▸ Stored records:

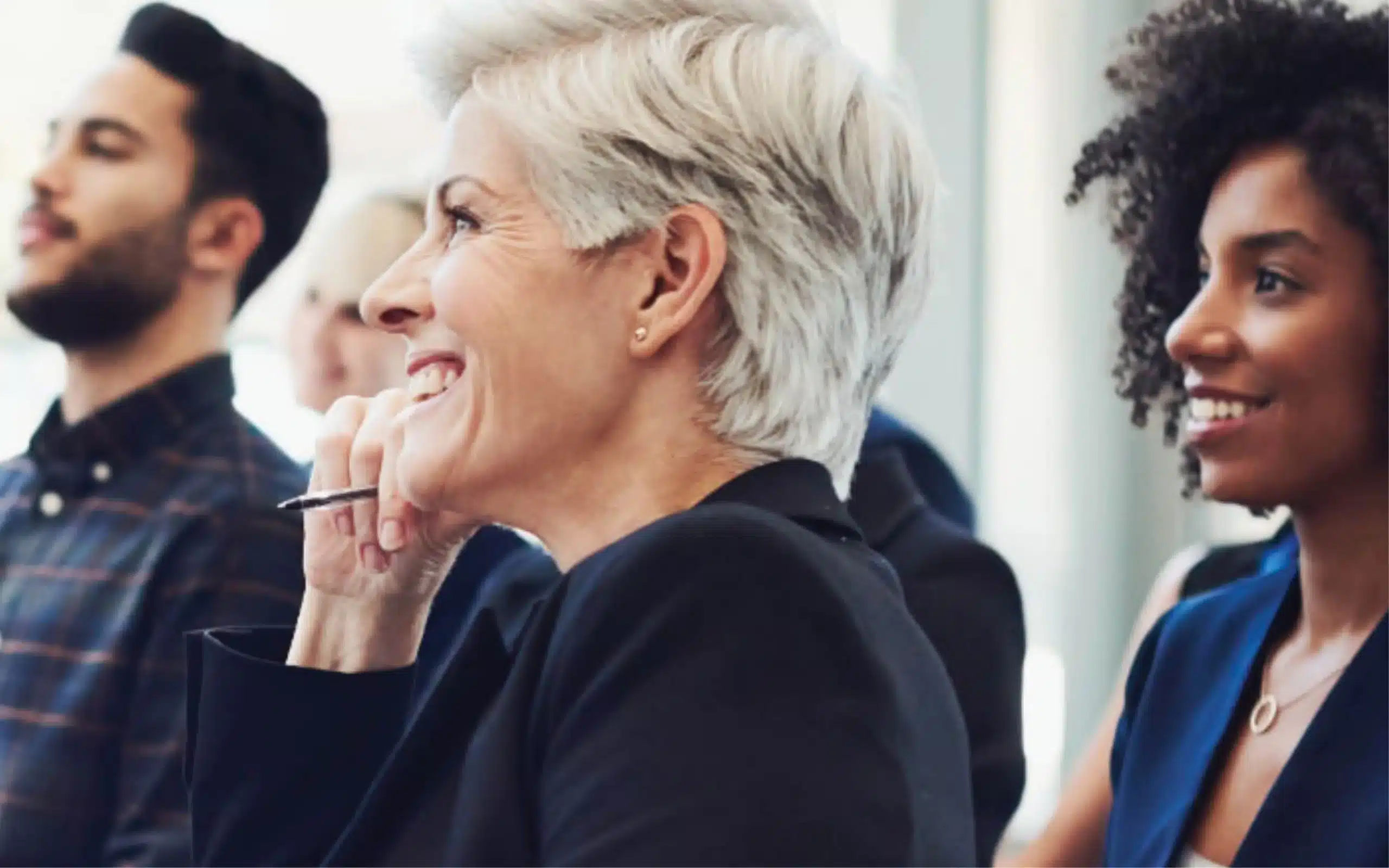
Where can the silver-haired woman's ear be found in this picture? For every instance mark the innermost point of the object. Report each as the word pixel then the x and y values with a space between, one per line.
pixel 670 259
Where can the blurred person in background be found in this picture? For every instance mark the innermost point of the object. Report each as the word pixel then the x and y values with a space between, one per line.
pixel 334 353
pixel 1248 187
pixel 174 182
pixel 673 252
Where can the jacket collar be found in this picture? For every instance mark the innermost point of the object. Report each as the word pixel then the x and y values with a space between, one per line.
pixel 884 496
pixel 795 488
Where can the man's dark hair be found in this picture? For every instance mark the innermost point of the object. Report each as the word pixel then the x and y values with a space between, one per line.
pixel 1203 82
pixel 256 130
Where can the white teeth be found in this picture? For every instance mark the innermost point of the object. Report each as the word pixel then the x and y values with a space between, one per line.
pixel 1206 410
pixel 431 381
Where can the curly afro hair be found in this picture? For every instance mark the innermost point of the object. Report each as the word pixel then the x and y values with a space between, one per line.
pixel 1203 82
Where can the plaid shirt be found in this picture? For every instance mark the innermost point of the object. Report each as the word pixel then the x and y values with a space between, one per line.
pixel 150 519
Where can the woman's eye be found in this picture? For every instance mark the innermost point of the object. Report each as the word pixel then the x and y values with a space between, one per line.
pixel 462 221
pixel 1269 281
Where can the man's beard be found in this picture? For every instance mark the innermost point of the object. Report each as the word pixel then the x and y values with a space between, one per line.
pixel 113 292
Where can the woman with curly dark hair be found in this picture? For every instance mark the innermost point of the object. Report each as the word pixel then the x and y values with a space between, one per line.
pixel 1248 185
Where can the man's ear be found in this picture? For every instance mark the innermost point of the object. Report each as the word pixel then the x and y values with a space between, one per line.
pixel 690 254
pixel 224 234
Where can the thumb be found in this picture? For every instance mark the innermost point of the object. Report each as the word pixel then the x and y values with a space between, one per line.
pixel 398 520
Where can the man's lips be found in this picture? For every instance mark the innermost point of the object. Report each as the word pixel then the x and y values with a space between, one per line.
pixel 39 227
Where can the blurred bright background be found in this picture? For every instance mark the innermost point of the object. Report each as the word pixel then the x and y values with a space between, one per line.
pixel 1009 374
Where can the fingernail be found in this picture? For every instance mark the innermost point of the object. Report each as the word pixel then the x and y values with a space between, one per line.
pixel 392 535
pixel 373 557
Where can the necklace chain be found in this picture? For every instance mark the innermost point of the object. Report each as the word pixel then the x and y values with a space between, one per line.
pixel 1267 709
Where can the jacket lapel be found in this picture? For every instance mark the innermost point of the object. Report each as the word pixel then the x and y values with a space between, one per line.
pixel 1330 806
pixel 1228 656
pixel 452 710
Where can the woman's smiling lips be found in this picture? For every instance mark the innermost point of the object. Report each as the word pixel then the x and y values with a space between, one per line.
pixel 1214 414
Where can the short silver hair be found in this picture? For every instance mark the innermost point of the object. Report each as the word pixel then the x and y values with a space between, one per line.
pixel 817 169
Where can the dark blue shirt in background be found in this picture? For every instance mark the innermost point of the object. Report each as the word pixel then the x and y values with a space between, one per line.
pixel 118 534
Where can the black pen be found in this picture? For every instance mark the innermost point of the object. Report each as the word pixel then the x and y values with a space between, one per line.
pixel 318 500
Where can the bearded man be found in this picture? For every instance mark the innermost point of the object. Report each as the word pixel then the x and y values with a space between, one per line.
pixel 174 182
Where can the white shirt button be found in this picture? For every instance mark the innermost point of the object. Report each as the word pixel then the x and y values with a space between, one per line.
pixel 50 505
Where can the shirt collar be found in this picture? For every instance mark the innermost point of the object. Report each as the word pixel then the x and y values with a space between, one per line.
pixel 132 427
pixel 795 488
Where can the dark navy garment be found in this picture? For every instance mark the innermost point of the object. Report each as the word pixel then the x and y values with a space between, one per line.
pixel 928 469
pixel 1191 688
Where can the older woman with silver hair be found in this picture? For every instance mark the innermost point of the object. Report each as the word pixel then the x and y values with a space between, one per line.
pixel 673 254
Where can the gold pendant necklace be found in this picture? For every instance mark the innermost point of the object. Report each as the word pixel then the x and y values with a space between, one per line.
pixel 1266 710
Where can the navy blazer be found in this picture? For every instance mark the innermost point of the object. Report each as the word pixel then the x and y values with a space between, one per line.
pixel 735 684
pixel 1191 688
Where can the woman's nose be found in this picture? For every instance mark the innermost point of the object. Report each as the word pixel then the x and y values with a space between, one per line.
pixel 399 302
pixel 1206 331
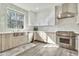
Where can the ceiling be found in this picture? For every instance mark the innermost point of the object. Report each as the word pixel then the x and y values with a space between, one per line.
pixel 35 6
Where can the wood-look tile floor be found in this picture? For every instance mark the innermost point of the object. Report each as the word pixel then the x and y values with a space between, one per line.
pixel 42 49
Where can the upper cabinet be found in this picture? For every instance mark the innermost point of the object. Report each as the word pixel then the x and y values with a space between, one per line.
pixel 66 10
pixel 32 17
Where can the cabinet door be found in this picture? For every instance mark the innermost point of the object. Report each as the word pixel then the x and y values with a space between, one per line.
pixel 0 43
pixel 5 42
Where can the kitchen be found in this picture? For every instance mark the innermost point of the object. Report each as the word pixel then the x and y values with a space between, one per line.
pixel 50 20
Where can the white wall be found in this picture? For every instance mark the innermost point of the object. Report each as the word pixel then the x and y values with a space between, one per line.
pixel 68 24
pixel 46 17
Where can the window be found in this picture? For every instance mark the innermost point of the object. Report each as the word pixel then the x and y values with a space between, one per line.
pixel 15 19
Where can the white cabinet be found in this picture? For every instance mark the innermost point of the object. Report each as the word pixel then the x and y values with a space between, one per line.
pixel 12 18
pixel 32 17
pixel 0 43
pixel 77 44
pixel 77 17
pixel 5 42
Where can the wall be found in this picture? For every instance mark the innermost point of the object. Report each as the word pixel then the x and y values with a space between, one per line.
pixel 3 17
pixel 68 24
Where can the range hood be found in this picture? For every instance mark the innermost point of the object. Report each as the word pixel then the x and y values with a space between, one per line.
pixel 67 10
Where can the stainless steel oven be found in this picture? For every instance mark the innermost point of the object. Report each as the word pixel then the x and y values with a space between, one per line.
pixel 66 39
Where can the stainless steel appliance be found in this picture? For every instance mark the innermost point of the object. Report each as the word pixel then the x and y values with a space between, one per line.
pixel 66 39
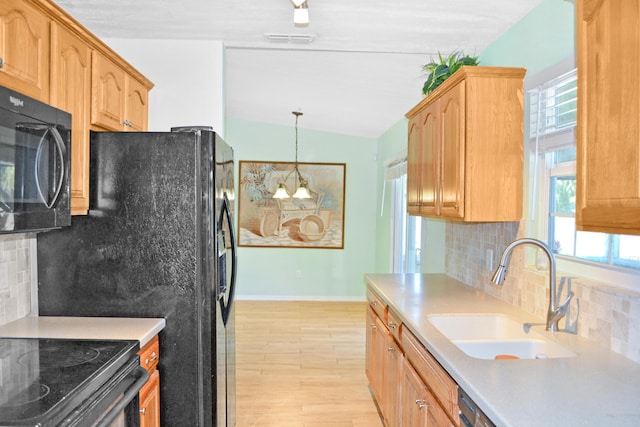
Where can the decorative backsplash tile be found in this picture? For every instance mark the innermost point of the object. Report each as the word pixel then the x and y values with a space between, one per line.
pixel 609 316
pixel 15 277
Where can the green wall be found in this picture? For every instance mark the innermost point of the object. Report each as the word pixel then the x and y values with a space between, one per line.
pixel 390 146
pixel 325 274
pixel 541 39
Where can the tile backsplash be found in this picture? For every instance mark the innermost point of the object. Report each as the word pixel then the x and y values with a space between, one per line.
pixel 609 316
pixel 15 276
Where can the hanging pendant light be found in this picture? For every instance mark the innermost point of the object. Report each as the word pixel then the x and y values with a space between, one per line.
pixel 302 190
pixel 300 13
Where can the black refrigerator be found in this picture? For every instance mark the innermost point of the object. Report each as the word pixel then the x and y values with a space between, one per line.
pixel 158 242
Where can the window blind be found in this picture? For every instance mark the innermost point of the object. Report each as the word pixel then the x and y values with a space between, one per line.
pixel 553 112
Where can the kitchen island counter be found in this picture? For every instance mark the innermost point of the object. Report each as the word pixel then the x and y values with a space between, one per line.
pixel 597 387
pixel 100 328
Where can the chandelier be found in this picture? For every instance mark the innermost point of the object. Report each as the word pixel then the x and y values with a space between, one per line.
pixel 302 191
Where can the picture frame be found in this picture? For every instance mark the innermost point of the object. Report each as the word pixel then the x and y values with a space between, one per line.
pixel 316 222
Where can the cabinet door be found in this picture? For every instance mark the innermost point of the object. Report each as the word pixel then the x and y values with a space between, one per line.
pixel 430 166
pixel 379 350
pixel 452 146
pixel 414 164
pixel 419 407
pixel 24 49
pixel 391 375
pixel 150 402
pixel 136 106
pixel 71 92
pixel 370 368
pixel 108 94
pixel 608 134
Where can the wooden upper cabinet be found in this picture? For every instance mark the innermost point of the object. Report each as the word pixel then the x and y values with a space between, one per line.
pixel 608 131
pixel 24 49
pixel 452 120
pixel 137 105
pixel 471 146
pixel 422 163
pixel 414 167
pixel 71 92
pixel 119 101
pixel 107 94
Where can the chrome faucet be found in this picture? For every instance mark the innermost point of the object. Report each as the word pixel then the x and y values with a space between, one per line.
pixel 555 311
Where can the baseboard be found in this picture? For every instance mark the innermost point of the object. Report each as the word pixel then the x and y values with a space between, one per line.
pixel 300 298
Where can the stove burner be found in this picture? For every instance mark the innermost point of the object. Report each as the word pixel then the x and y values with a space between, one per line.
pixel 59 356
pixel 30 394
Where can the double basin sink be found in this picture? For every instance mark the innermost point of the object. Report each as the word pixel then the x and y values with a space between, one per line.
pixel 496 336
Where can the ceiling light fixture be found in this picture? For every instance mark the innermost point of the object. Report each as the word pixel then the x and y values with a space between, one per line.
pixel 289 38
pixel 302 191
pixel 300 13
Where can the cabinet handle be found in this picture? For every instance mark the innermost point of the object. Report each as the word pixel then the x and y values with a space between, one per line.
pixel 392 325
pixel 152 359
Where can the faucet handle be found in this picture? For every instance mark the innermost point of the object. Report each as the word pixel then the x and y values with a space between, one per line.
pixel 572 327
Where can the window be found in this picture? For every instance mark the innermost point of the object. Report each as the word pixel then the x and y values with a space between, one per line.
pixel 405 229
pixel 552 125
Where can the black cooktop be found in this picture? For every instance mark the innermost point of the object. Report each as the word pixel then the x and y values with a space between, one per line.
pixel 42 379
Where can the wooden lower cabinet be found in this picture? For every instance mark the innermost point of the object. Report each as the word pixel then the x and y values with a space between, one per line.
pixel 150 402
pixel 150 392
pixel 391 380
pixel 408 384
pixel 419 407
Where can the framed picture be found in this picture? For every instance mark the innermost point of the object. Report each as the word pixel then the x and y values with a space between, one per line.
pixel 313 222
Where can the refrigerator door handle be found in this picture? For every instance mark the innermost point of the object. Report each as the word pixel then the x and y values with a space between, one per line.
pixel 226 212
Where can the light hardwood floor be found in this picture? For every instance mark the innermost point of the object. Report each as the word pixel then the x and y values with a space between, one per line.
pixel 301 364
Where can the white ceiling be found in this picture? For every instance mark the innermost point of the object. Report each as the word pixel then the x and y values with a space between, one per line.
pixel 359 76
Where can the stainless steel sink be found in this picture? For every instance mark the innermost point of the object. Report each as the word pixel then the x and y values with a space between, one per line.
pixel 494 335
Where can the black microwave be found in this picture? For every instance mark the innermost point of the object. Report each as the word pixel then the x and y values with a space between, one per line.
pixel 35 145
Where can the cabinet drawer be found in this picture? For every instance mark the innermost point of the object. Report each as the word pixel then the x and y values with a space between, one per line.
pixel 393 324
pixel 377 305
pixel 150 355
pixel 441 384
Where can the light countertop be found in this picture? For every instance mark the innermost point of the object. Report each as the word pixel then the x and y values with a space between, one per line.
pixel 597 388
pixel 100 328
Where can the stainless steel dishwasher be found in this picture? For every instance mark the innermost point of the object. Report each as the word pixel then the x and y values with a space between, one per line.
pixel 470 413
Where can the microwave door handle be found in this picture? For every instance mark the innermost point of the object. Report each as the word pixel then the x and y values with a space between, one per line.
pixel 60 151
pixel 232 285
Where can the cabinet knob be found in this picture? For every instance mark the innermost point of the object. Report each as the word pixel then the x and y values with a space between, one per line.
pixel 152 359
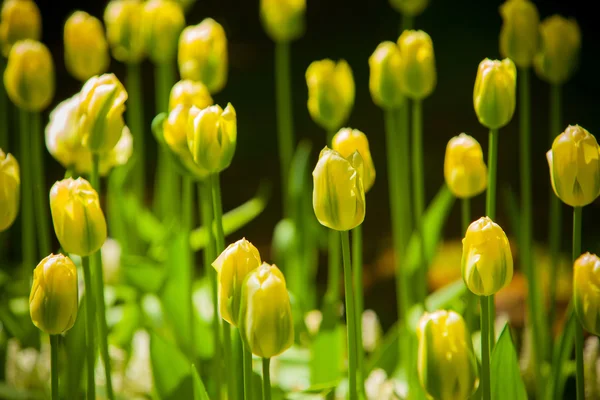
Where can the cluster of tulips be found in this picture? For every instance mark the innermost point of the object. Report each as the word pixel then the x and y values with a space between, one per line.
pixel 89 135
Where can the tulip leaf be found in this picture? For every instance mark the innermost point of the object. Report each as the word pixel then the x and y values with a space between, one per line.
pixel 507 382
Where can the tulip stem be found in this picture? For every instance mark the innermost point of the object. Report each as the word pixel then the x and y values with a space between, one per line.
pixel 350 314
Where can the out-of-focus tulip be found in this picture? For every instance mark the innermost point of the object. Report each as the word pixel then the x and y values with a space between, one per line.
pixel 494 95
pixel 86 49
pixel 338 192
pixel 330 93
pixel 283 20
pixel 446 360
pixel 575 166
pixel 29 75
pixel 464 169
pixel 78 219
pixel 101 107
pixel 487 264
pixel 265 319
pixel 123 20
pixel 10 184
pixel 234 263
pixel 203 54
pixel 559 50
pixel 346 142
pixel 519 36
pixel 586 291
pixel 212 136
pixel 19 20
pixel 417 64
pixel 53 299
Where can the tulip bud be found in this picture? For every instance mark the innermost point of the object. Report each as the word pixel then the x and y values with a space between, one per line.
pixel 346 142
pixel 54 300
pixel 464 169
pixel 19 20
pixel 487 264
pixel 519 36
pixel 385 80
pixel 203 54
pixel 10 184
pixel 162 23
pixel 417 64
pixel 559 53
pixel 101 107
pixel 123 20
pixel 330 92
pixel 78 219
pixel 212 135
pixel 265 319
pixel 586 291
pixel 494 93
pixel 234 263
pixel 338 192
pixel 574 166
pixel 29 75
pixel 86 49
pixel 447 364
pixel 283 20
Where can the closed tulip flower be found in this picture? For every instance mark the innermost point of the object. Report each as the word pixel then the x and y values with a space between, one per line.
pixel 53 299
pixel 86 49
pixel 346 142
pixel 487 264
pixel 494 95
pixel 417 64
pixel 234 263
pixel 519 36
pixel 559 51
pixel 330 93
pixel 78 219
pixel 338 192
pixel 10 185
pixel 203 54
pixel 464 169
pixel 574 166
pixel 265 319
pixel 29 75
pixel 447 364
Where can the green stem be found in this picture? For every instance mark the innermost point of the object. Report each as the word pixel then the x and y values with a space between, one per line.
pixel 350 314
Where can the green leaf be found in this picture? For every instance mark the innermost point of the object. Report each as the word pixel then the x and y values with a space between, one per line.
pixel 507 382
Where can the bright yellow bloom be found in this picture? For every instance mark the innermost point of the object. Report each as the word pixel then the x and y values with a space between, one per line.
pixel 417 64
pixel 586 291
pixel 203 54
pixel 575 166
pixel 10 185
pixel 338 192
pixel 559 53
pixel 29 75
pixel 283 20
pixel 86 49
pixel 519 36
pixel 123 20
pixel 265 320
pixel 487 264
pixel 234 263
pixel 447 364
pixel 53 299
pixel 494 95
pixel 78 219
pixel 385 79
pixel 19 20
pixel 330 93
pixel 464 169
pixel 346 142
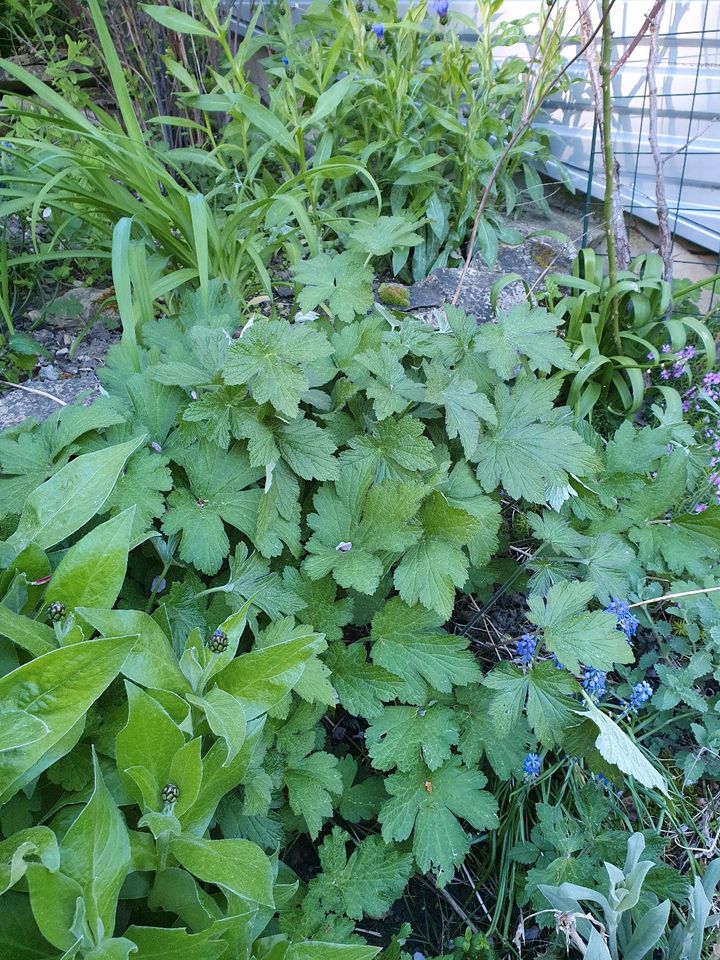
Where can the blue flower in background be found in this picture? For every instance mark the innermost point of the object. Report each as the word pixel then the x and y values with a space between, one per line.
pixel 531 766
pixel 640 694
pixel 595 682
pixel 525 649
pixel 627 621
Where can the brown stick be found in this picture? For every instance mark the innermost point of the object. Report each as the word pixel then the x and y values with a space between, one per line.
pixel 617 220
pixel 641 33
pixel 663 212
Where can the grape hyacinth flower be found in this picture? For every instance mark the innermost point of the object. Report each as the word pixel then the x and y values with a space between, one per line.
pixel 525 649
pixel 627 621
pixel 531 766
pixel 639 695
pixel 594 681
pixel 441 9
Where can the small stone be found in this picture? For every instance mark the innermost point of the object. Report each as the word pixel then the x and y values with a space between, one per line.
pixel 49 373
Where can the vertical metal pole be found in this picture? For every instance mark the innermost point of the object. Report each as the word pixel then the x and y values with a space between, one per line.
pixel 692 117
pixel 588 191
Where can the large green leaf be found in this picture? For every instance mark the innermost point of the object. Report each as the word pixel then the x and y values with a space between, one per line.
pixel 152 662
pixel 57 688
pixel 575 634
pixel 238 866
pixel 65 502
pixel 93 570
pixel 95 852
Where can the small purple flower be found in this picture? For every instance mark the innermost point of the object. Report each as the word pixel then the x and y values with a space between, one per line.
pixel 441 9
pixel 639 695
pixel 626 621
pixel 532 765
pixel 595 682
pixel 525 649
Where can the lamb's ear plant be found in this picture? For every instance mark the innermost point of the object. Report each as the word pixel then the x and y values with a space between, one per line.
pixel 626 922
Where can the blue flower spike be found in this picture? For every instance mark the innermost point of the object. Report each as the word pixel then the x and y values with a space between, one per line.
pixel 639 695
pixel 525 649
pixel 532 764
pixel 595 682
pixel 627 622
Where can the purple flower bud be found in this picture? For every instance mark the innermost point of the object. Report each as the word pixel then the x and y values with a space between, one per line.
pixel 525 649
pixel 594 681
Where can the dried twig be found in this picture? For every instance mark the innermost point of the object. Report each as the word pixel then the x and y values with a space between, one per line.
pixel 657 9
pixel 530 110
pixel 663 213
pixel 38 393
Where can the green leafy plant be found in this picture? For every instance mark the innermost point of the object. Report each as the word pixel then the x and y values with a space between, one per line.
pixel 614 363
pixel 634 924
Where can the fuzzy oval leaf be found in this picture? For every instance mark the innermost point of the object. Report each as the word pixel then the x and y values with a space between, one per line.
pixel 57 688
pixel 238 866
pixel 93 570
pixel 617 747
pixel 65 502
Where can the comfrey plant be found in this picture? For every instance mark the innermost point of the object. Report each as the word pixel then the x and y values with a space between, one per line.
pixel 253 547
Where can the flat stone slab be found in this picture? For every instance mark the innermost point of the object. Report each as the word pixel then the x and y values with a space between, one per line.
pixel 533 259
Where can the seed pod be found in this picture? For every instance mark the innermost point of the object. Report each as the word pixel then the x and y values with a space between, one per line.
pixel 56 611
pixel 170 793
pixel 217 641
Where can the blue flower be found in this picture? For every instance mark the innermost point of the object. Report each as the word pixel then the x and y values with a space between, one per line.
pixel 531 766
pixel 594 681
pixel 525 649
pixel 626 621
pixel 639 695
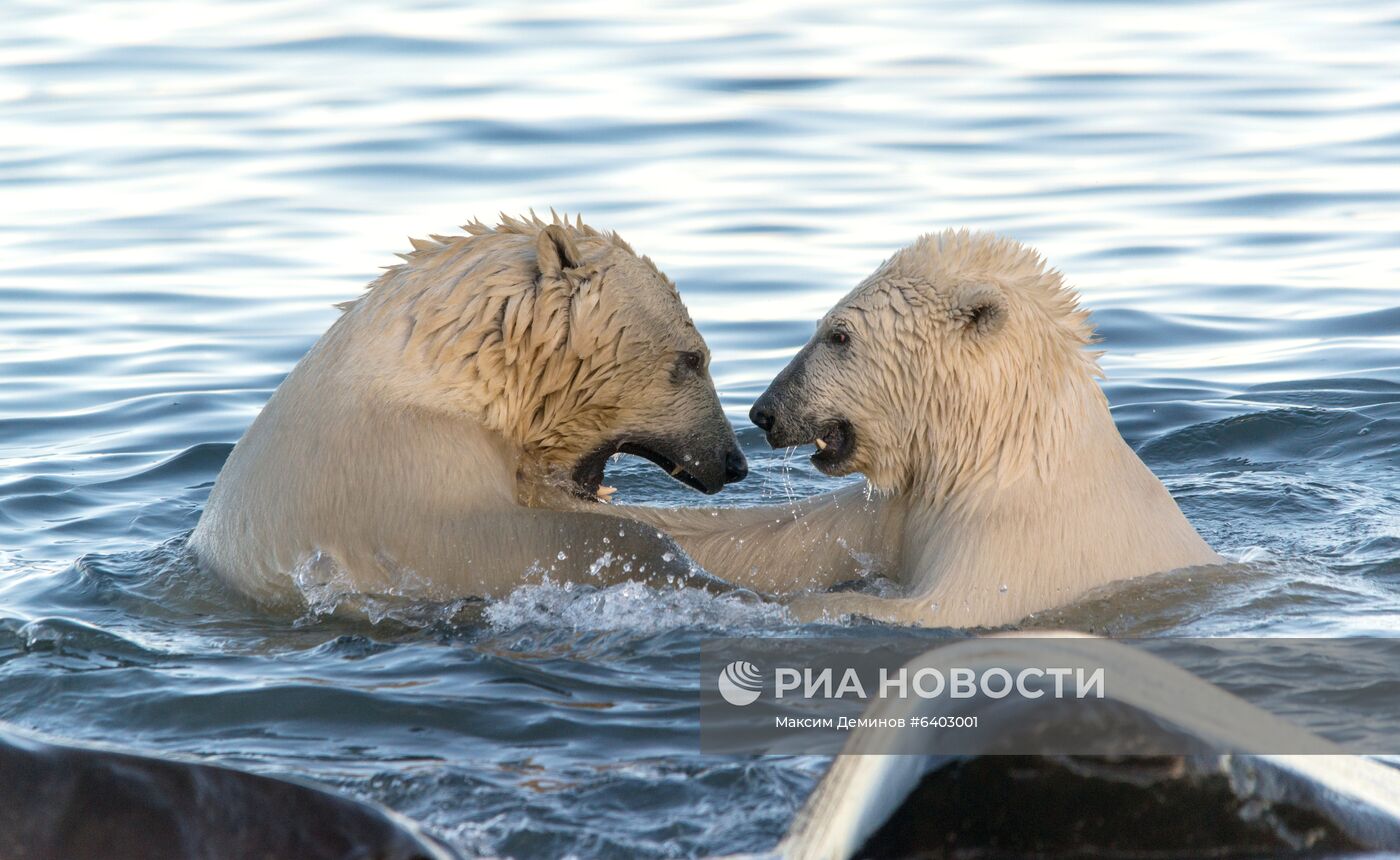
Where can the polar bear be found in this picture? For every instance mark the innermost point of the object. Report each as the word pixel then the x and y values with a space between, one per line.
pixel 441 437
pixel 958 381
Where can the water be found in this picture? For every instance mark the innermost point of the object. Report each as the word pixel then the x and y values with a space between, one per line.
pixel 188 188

▸ GIVEN INSTRUCTION: Format the stretch of records from the start of the records through the line containing "pixel 431 381" as a two-column CSV with the columns "entry" and "answer". Give one row per record, put each value in a single quoted field with line breaks replaced by spaces, and omit the pictures.

▸ SOLVED EXERCISE:
entry,answer
"Where can the silver-haired woman's ear be found in this picture? For every instance mark the innermost point of the object. Report each as the word pixel then the x and y values with a space between, one per line.","pixel 670 259"
"Where can the blurred person in background be found in this picture? For every instance mark the innermost point of the object. Report each as the word pixel then the x and y values with a space between, one per line.","pixel 334 353 pixel 1248 187 pixel 174 182 pixel 673 252"
"Where can the jacket collar be found in this picture? For every instance mark the innermost point of the object. Report each as the word pixel then the x and y values with a space between, one per line.","pixel 884 496 pixel 795 488"
"Where can the man's dark hair be found in this picture? For every instance mark the innermost point of the object. Report each as the word pixel then the x and y values with a space between, one per line.","pixel 1203 82 pixel 256 130"
"Where can the white teeth be found in this picture? For every instance mark the innermost point of the object. Report each as the word pixel then the x and y values with a space between, one per line.","pixel 1206 410 pixel 431 381"